## ACTIVITY 1
In the passage on autistic workers, what share of autistic survey respondents wanted to work in the arts?
## ACTIVITY 2
Please reproduce the passage on autistic workers from "GETTING THE JOB" to "bureaucratic workplace rules.".
## ACTIVITY 3
Carry on the passage on autistic workers after its final sentence.

## SELECTED EXTRACT
- Opening Delimiter -

Monotropism theory explains autistic sensory experience as hypersensitivity inside and hyposensitivity outside the attention tunnel (Murray et al., 2005). This explains why some sensory inputs are very distressing while others seem not to be noticed, and why sensitivities vary between different individuals and in the same individual at different times. Reflecting many autistic people’s testimonies, Murray et al. (2005, p.142) argue that ‘disruption of the attention tunnel is a painful experience’.

 

GETTING THE JOB DONE

Why might autistic workers struggle to carry out work tasks? Murray et al. (2005) explain that to perform a task, a person must understand and value its goal and see how to perform both the task and each of its steps, and that monotropic people may well have problems with each of these.

Autistic workers report that ‘systems are built to suit one way of working’ and that employers ‘don’t want people who can’t work the way they do’ (Cooper & Kennady, 2021, p.79). Elley et al. (2020) note a worrying trend toward increasingly bureaucratic workplace rules.

Theorists as well as employers may conceptualise autistic workers’ skills as weaknesses. Autistic people have performed better at tests of locating small detail in a larger picture and in assembling designs quickly. There are many jobs in which this would be a great asset. However, Frith (1989, 2003, cited in Rajendran & Mitchell, 2007) casts it as a deficit, as lacking a cognitive drive to attend to global forms, a weak central coherence.

Many employers fetishise ‘teamwork’ (Edinburgh Business School, 2021; Deloitte, 2016), compelling workers who could work solo to work in teams, with a level of social interaction that autistic workers might find unbearable (Beardon, 2017). This might be partly explained by the social deficit attributed by Baron-Cohen et al. (1985) to an impaired theory of mind. Executive dysfunction theory may explain some autistic difficulties in carrying out a work task (Kappes, nd.). Neither theory, though, explains why the employer imposes ‘teamwork’ if other approaches may be viable.

Superficial awareness of these issues can lead to disadvantageous stereotyping. Autistic people told a survey that employers assume they ‘want work that is solitary, technical or requires attention to detail’, which is true of many autistic people but not all (NAS, 2016, p.9). 11% of autistic respondents to the same survey wanted to work in the arts, more than the 10% who fitted the stereotype of wanting to work in IT.

- Closing Delimiter -

## DATA LISTING

- Opening Delimiter -

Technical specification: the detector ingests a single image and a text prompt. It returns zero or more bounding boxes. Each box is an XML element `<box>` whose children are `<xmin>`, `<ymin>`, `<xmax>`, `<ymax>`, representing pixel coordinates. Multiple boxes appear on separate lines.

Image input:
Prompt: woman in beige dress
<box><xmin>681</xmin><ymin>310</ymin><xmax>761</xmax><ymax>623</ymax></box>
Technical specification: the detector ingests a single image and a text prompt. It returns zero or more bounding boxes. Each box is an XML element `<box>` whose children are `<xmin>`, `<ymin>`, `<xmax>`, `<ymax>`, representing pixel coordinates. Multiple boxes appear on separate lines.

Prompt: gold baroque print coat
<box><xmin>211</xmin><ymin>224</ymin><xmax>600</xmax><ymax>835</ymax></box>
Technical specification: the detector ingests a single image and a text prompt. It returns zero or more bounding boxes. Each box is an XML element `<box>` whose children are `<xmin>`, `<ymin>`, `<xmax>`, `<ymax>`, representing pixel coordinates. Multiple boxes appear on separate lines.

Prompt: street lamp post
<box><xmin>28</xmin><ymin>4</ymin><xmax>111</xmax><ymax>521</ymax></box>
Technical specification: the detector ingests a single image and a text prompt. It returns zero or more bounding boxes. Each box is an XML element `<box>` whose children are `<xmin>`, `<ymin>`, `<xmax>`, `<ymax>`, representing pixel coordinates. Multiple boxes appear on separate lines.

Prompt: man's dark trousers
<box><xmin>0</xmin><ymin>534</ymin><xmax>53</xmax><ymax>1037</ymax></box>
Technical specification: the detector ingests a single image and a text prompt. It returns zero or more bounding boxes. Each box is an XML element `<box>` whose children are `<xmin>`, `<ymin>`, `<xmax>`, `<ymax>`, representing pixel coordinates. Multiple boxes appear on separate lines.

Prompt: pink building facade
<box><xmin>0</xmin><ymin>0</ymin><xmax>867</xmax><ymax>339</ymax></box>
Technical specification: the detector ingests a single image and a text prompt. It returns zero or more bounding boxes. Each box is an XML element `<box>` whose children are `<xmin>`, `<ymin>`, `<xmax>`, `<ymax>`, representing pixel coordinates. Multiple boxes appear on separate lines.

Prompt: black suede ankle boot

- Closing Delimiter -

## RESPONSE BOX 1
11%

## RESPONSE BOX 2
GETTING THE JOB DONE

Why might autistic workers struggle to carry out work tasks? Murray et al. (2005) explain that to perform a task, a person must understand and value its goal and see how to perform both the task and each of its steps, and that monotropic people may well have problems with each of these.

Autistic workers report that ‘systems are built to suit one way of working’ and that employers ‘don’t want people who can’t work the way they do’ (Cooper & Kennady, 2021, p.79). Elley et al. (2020) note a worrying trend toward increasingly bureaucratic workplace rules.

## RESPONSE BOX 3
Autism theories may partly explain the issues that form the kernel of truth around which stereotypes grow. But perhaps theories are themselves contributing to the stereotypes. If autistic people are popularly viewed as unable to understand others (impaired ToM), or unable to carry out tasks (executive dysfunction), then it is perhaps not surprising that 34% of employers say that an autistic person would not fit into their team (NAS, 2016).

 

BULLYING, HARASSMENT, DISCRIMINATION

Deficit-based autism theories may also fuel popular views of autistic people as faulty or weird, contributing to the appalling situation in which 48% of autistic respondents told a survey that they had been bullied or harassed at work (NAS, 2016). In another survey (Cooper & Kennady, 2021), bullying was frequently cited as a reason for leaving employment.

Autism theories may explain why autistic people differ from non-autistic people, but they cannot explain why members of majority populations bully or harass people who are different. For that, we need a theory of prejudice.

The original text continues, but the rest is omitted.